- GIVEN PASSAGE:
--- start ---

Reputation: 4444
I need to calculate checksums of quite large files (gigabytes). This can be accomplished using the following method:
private byte[] calcHash(string file)
{
System.Security.Cryptography.HashAlgorithm ha = System.Security.Cryptography.MD5.Create();
FileStream fs = new FileStream(file, FileMode.Open, FileAccess.Read);
byte[] hash = ha.ComputeHash(fs);
fs.Close();
return hash;
}
However, the files are normally written just beforehand in a buffered manner (say writing 32mb's at a time). I am so convinced that I saw an override of a hash function that allowed me to calculate a MD5 (or other) hash at the same time as writing, ie: calculating the hash of one buffer, then feeding that resulting hash into the next iteration.
Something like this: (pseudocode-ish)
byte [] hash = new byte [] { 0,0,0,0,0,0,0,0 };
while(!eof)
{
buffer = readFromSourceFile();
writefile(buffer);
hash = calchash(buffer, hash);
}
hash is now sililar to what would be accomplished by running the calcHash function on the entire file.
Now, I can't find any overrides like that in the.Net 3.5 Framework, am I dreaming ? Has it never existed, or am I just lousy at searching ? The reason for doing both writing and checksum calculation at once is because it makes sense due to the large files.
Upvotes: 35
Views: 19973
Reputation: 18305
I've just had to do something similar, but wanted to read the file asynchronously. It's using TransformBlock and TransformFinalBlock and is giving me answers consistent with Azure, so I think it is correct!
private static async Task<string> CalculateMD5Async(string fullFileName)
{
var block = ArrayPool<byte>.Shared.Rent(8192);
try
{
using (var md5 = MD5.Create())
{
using (var stream = new FileStream(fullFileName, FileMode.Open, FileAccess.Read, FileShare.Read, 8192, true))
{
int length;
while ((length = await stream.ReadAsync(block, 0, block.Length).ConfigureAwait(false)) > 0)

--- end ---

- SOURCE MATERIAL:
--- start ---

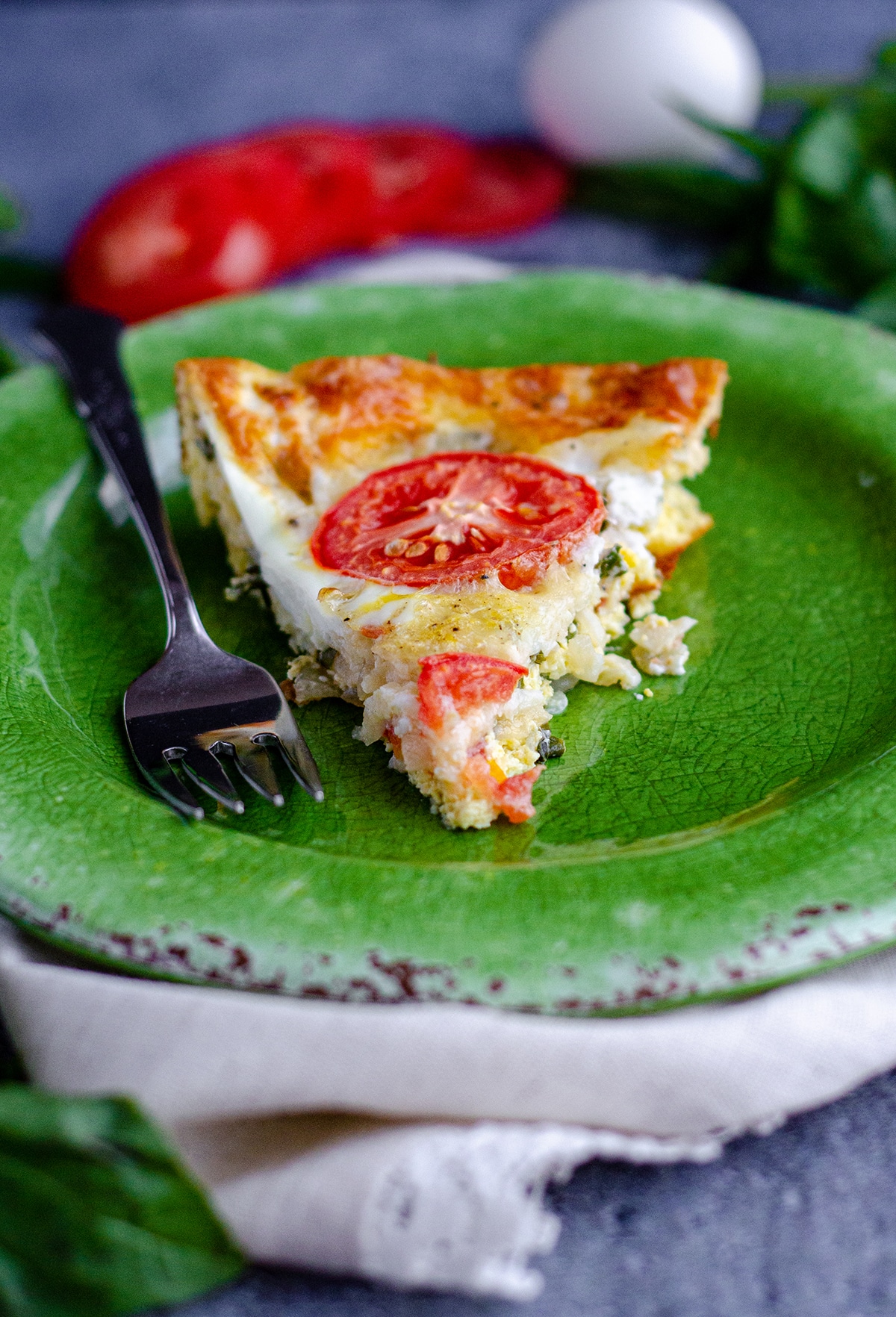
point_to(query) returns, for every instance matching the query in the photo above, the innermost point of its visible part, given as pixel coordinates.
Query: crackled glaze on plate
(737, 830)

--- end ---

- WORK TO COMPLETE:
1) Can you quote the MD5 checksum thread word for word, beginning at the words "byte [] hash" and stopping after "Task<string> CalculateMD5Async(string fullFileName)"?
2) Could you extend the MD5 checksum thread, picking up right after its last line?
The data has no connection to the MD5 checksum thread.

- ANSWERS TO THE EXERCISES:
1)
byte [] hash = new byte [] { 0,0,0,0,0,0,0,0 };
while(!eof)
{
buffer = readFromSourceFile();
writefile(buffer);
hash = calchash(buffer, hash);
}
hash is now sililar to what would be accomplished by running the calcHash function on the entire file.
Now, I can't find any overrides like that in the.Net 3.5 Framework, am I dreaming ? Has it never existed, or am I just lousy at searching ? The reason for doing both writing and checksum calculation at once is because it makes sense due to the large files.
Upvotes: 35
Views: 19973
Reputation: 18305
I've just had to do something similar, but wanted to read the file asynchronously. It's using TransformBlock and TransformFinalBlock and is giving me answers consistent with Azure, so I think it is correct!
private static async Task<string> CalculateMD5Async(string fullFileName)

2)
{
md5.TransformBlock(block, 0, length, null, 0);
}
md5.TransformFinalBlock(block, 0, 0);
}
var hash = md5.Hash;
return Convert.ToBase64String(hash);
}
}
finally
{
ArrayPool<byte>.Shared.Return(block);
}
}
Upvotes: 3
Reputation: 57976
Seems you can to use TransformBlock
/ TransformFinalBlock
, as shown in this sample: Displaying progress updates when hashing large files
Upvotes: 5
Reputation: 1457
I like the answer above but for the sake of completeness, and being a more general solution, refer to the CryptoStream
class. If you are already handling streams, it is easy to wrap your stream in a CryptoStream
, passing a HashAlgorithm
as the ICryptoTransform
parameter.
var file = new FileStream("foo.txt", FileMode.Open, FileAccess.Write);
var md5 = MD5.Create();
var cs = new CryptoStream(file, md5, CryptoStreamMode.Write);
while (notDoneYet)
{
buffer = Get32MB();
cs.Write(buffer, 0, buffer.Length);
}
System.Console.WriteLine(BitConverter.ToString(md5.Hash));
You might have to close the stream before getting the hash (so the HashAlgorithm
knows it's done).
Upvotes: 49
Reputation: 700572
You use the TransformBlock
and TransformFinalBlock
methods to process the data in chunks.
// Init
MD5 md5 = MD5.Create();
int offset = 0;
// For each block:
offset += md5.TransformBlock(block, 0, block.Length, block, 0);
// For last block:
md5.TransformFinalBlock(block, 0, block.Length);
// Get the has code
byte[] hash = md5.Hash;
Note: It works (at least with the MD5 provider) to send all blocks to TransformBlock
and then send an empty block to TransformFinalBlock
to finalise the process.
Upvotes: 53
Reputation: 48310
Hash algorithms are expected to handle this situation and are typically implemented with 3 functions:
hash_init()
- Called to allocate resources and begin the hash.
hash_update()
- Called with new data as it arrives.
hash_final()
- Complete the calculation and free resources.
Look at http://www.openssl.org/docs/crypto/md5.html or http://www.openssl.org/docs/crypto/sha.html for good, standard examples in C; I'm sure there are similar libraries for your platform.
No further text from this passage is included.